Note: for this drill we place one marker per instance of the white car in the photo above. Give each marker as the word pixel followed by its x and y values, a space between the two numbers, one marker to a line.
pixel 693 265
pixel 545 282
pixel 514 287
------
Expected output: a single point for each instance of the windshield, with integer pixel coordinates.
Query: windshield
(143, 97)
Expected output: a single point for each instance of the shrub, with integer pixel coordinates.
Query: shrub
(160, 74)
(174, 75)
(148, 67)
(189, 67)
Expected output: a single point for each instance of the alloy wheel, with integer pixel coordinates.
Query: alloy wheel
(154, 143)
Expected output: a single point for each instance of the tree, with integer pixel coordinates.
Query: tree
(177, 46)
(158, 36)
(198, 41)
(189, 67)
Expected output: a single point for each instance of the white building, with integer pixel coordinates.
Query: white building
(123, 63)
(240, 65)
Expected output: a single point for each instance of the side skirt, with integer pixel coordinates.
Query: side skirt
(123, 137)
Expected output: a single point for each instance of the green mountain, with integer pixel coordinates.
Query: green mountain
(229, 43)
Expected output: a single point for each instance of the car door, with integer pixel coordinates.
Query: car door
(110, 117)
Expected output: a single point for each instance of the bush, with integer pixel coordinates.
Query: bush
------
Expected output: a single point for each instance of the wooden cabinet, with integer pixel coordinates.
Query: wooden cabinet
------
● WORK TO COMPLETE: Copy the entries above exactly, but only from the line holding "Expected output: a single point for each instance of the side" through the line holding "Query: bush", both included.

● SOLUTION TO THE EXERCISE:
Expected output: a single point for each instance of the side skirt, with integer pixel coordinates.
Query: side skirt
(123, 137)
Expected output: a single point for each instance of the green mountain, with integer pixel coordinates.
Query: green mountain
(229, 43)
Expected output: a single point for each instance of the car door, with integer pixel coordinates.
Query: car door
(110, 117)
Expected output: a single point for each instance of the bush, with integer pixel coordinates.
Query: bush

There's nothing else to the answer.